__What the exercise asks__: Extract the stretch of the family therapy account from "It doesn't seem to matter what" up to and including "fairness and love.", copying it word for word.

__Excerpt__:
It doesn't seem to matter what my actual words say, if what I'm saying doesn't make them feel warm and fuzzy inside, then I'm rejecting them and I hate them. And then in family therapy, it's been the opposite with what they say to me. It doesn't seem to matter how judgmental or critical their words are to me, somehow they're still supposedly communicating warmth and fairness and love.
For example, a couple of weeks ago, my mom, in telling her perspective on an event, said that I had basically refused to do everything she asked of me during a particular project (quote: "she balked at everything I asked her to do"), and that she had to offer me more money to try to make sure I finished the work (quote: "I felt like I had to negotiate to make sure the work got done"). This was unequivocally not true, and I couldn't even repeat the words back to her for an empathetic response. So then the T offered to repeat back what was said, and she changed all the wording to make it sound like my mom had recognized that, in that project, I had been given more than my "fair share" of the work and she was offering me extra money "to compensate." That's actually more what happened, but that is most definitely not what my mom had just said. But somehow, the T decided that's what she had said. When I asked the T about it later in an individual session, she said she was reading body language and other, more abstract communications from my mom that I clearly wasn't picking up on because aspies take things too literally. (How is this not gaslighting? I know the definitions of the words my mom used. Even if her body language said something different, the words still raised a red flag for her dishonesty in recalling the event, and then there's the bizarre discrepancy between what my mom said and how the T interpreted it, and then said the miscommunication was due to my deficiency.)

__Data section__:
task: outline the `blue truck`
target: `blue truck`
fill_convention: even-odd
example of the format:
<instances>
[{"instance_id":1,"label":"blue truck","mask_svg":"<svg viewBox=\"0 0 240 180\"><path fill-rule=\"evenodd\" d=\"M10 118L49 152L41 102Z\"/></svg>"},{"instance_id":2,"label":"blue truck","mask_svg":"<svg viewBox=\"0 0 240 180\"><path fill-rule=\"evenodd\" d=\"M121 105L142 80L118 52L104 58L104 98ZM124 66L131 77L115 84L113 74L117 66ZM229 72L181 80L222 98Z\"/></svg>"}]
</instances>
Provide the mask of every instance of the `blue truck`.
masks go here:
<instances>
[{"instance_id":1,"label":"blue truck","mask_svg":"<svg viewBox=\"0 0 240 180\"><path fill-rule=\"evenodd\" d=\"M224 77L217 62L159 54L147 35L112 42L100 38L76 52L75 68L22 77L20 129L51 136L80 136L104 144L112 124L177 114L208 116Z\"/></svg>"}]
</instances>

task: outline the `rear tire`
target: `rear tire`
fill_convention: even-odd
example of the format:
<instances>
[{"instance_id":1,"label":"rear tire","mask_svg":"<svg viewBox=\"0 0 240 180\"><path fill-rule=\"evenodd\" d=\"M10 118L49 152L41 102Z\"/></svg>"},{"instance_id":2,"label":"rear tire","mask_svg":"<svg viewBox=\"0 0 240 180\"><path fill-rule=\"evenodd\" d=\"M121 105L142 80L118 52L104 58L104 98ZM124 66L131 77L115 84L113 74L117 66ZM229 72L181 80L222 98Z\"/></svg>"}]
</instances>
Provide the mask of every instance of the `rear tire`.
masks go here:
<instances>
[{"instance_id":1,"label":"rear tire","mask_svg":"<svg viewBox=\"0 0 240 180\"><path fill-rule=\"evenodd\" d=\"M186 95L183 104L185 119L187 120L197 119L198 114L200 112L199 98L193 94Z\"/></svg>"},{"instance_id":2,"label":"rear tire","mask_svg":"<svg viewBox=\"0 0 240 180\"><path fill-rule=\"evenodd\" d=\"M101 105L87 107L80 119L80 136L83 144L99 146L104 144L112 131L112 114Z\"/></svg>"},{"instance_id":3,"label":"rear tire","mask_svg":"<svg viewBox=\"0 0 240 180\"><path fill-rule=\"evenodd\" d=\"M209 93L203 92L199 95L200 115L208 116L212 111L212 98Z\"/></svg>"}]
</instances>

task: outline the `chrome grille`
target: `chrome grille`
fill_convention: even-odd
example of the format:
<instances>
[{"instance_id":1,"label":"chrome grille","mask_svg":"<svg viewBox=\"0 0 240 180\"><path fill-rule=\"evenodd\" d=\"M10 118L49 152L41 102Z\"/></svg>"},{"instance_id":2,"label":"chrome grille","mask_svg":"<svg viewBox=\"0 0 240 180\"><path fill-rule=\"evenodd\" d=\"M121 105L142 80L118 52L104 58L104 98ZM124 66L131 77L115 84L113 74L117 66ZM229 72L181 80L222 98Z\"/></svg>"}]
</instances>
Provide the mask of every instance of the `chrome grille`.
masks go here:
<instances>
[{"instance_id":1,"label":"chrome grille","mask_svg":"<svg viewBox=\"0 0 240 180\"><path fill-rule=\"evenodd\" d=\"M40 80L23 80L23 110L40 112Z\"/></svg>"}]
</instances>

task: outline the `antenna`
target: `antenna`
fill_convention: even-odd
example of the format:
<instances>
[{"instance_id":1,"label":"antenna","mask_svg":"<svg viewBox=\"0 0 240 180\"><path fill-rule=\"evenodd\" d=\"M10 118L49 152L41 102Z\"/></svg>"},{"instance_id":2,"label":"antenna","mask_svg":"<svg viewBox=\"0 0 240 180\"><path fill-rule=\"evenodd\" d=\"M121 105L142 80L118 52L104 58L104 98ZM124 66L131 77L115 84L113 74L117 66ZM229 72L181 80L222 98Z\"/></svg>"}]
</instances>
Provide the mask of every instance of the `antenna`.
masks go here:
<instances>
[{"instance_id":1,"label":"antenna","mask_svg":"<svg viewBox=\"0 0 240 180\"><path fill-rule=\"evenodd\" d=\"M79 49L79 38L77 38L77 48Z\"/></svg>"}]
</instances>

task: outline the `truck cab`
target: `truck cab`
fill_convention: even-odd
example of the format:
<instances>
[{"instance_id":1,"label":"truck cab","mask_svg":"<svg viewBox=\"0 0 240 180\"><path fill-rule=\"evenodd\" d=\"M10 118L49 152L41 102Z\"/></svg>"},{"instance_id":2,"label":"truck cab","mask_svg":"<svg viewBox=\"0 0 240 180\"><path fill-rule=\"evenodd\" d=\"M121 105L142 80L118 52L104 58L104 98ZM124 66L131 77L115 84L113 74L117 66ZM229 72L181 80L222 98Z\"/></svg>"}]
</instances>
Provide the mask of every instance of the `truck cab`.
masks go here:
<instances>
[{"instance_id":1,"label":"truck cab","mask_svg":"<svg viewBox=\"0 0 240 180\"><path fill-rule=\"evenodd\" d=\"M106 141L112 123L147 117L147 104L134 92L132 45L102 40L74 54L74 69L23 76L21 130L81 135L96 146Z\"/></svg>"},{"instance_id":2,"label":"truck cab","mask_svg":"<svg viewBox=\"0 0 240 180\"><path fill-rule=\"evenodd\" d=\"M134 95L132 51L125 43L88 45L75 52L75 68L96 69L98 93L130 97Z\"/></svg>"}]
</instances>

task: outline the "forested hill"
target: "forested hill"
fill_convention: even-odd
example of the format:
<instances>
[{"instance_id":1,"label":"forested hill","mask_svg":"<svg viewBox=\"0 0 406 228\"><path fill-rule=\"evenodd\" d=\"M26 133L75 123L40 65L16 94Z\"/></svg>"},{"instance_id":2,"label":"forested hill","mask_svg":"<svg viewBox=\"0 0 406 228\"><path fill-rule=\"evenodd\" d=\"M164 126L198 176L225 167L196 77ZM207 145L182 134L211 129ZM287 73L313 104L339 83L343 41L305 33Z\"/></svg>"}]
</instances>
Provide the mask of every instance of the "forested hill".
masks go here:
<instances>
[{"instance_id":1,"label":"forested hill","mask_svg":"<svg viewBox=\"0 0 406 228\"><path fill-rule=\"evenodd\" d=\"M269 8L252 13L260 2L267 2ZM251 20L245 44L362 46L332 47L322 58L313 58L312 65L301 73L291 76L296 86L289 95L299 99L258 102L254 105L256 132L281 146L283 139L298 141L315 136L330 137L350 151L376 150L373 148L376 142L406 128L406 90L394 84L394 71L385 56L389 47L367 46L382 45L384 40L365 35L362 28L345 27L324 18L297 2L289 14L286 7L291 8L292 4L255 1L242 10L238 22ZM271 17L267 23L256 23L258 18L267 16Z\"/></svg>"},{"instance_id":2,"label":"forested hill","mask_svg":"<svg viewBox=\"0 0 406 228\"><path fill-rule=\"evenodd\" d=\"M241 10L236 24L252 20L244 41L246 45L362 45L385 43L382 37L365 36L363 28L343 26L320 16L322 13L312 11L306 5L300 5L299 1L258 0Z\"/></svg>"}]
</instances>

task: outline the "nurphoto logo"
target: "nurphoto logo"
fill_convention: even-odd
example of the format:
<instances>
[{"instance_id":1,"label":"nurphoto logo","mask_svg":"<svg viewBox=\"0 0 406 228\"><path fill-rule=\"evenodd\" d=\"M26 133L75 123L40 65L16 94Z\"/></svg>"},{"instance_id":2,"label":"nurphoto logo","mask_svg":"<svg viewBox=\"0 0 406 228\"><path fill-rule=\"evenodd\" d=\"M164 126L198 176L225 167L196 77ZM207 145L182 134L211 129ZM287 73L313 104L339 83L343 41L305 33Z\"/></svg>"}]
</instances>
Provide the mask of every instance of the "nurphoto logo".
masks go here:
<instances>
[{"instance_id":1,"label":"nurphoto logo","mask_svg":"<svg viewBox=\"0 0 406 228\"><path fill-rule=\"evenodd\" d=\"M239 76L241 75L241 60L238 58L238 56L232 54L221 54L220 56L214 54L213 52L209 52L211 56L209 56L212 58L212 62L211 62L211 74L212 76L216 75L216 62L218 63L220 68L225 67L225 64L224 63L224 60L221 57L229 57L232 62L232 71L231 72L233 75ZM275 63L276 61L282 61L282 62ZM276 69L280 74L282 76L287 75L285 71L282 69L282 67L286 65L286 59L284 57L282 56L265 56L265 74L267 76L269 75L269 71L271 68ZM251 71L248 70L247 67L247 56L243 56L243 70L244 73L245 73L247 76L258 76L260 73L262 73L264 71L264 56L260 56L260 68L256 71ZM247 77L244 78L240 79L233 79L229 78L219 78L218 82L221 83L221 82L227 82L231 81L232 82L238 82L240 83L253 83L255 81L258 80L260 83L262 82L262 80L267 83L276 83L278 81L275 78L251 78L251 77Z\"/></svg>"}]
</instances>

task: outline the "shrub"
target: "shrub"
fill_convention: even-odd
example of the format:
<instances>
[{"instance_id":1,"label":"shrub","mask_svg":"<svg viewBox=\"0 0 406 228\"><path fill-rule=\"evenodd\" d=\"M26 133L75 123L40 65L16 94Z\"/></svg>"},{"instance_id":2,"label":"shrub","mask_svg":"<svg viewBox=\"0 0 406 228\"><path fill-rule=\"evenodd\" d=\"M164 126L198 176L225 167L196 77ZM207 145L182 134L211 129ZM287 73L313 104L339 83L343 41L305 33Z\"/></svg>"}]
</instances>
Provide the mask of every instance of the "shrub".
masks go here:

__Response__:
It doesn't seem to matter what my actual words say, if what I'm saying doesn't make them feel warm and fuzzy inside, then I'm rejecting them and I hate them. And then in family therapy, it's been the opposite with what they say to me. It doesn't seem to matter how judgmental or critical their words are to me, somehow they're still supposedly communicating warmth and fairness and love.